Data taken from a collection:
***

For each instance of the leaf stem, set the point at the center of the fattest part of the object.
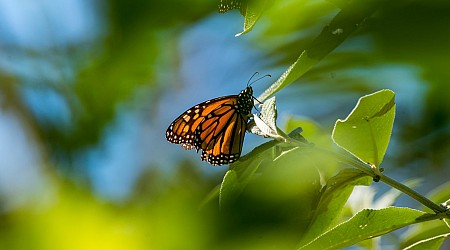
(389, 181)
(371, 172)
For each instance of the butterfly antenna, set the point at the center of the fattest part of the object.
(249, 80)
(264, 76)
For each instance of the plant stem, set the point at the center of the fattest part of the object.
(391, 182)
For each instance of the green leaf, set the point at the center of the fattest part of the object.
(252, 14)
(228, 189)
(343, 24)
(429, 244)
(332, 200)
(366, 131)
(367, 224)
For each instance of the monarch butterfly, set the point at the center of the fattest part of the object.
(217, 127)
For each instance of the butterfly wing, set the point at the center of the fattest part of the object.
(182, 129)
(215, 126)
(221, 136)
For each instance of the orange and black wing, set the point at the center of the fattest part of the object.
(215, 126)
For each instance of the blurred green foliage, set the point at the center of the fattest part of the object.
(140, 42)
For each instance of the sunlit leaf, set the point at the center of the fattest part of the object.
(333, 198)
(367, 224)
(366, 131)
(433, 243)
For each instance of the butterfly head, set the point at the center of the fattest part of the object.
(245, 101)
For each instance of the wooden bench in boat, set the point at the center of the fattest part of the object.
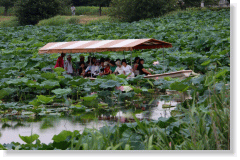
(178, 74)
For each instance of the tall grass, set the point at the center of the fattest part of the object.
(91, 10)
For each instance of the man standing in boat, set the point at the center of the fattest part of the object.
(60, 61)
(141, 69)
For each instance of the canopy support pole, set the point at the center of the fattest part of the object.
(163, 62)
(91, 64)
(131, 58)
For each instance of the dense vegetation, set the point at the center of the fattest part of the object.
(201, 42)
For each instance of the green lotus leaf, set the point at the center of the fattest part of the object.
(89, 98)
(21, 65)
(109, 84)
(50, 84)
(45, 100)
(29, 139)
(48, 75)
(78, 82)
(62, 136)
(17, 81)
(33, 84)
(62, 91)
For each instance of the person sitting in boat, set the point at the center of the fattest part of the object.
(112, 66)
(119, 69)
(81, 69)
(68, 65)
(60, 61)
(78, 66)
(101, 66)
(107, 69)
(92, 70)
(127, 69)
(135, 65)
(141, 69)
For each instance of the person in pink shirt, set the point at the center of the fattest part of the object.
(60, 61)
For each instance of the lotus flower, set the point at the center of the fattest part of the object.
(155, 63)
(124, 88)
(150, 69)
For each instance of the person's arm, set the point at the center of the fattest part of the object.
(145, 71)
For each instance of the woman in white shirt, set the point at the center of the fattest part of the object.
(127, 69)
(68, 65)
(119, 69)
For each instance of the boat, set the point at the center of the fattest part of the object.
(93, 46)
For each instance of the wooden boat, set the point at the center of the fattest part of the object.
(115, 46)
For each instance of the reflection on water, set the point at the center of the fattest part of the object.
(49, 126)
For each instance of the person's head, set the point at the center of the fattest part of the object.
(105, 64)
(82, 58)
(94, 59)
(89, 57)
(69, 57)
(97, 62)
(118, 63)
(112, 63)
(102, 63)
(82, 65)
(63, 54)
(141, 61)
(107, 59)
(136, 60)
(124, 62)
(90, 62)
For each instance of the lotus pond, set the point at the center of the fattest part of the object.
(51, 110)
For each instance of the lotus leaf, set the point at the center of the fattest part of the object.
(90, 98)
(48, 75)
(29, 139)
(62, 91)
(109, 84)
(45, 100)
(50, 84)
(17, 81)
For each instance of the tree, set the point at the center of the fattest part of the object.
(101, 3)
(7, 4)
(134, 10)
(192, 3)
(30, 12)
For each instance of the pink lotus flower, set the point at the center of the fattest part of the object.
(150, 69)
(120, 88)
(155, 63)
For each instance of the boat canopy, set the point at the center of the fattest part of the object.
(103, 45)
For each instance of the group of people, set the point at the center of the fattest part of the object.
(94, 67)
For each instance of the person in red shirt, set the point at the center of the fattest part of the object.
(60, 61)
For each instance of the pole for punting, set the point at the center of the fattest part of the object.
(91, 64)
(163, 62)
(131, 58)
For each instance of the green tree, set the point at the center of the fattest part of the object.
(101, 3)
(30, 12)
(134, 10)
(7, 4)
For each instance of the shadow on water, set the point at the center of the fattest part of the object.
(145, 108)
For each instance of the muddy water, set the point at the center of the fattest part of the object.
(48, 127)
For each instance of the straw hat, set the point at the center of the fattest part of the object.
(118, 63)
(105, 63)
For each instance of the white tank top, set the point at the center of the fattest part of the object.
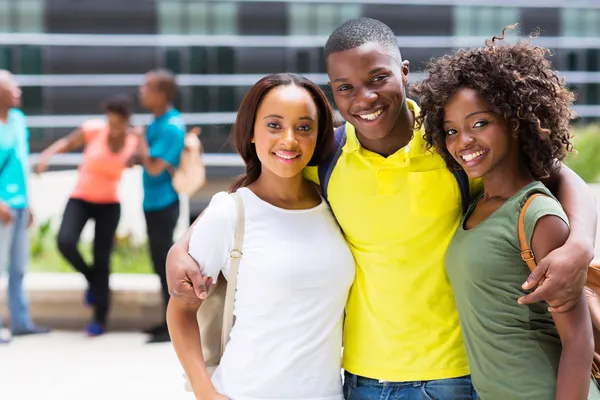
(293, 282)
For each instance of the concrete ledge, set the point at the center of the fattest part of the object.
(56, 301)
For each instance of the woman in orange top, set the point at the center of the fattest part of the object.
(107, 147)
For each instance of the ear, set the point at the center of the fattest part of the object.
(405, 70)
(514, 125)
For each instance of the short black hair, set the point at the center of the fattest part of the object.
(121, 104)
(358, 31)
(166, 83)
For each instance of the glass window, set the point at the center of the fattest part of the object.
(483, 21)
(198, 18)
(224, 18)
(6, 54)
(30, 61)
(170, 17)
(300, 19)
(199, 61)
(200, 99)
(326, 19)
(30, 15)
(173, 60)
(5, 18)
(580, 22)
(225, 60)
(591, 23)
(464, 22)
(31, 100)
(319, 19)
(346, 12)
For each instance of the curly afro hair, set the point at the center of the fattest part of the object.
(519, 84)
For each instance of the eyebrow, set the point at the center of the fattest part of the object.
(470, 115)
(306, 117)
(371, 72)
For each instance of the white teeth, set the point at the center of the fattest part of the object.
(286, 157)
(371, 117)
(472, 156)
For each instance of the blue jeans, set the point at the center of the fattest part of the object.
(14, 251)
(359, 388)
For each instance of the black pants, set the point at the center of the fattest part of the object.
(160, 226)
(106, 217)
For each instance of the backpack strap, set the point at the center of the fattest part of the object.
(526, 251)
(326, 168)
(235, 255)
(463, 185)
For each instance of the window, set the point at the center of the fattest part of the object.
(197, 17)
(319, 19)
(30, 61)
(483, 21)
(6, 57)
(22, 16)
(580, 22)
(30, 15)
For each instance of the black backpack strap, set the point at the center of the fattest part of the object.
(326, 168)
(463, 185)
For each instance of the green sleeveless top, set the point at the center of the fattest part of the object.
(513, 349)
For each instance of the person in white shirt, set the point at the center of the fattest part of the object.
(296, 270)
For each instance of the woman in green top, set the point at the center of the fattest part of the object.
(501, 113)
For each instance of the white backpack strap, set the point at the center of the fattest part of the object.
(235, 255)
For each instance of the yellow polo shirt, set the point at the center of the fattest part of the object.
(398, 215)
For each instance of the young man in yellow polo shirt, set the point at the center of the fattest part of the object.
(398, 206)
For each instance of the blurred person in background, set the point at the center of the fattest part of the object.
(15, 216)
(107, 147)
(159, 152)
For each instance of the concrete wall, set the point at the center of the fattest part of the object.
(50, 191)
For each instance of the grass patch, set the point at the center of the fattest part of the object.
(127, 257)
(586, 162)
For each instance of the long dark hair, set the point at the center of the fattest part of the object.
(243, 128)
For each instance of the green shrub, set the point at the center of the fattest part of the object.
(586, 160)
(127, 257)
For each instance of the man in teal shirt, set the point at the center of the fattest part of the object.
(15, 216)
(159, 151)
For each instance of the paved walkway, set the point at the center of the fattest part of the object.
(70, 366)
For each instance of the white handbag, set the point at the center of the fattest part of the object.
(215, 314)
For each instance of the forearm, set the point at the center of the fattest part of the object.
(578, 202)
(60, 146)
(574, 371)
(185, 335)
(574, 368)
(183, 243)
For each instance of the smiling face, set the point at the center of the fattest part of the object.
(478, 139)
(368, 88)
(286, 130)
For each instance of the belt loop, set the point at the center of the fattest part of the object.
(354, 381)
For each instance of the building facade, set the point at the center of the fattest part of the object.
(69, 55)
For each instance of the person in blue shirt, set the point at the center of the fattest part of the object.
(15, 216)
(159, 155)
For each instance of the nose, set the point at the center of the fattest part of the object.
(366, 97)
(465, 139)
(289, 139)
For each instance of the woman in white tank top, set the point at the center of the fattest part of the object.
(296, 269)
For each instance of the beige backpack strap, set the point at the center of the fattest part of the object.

***

→ PROMPT
Reproduce the material from the line containing "For each instance of the white handbag, set" through the end of the material, with the requests included, and offset every number in the point coordinates by adding 4.

→ ANSWER TO THIS TASK
For each instance of the white handbag, set the point at the center of the fattest part of the object.
(219, 318)
For each instance of the forearm, set the point at the center of the fattest part of the object.
(582, 206)
(64, 150)
(578, 375)
(189, 339)
(578, 372)
(187, 247)
For each instance of the smiling face, set the point at the center of the fattest part of the object.
(482, 143)
(372, 92)
(290, 134)
For each instance of the belt loop, set the point at the center of the fattest part of the object.
(358, 385)
For each instance of the building facade, set the point at the center of the fattest part of the object.
(73, 59)
For each instance of the person in blue shirt, set the point at the center of the fattest part of the object.
(19, 220)
(163, 159)
For each instance of the nose, set the point at the center of the fattest part of the object.
(370, 101)
(469, 143)
(293, 143)
For each instance of the woman in white tank top, set the point at the center of the fattest part of the object.
(300, 273)
For each instance of the beige backpack strap, set the point at the center of the fattest part of the object.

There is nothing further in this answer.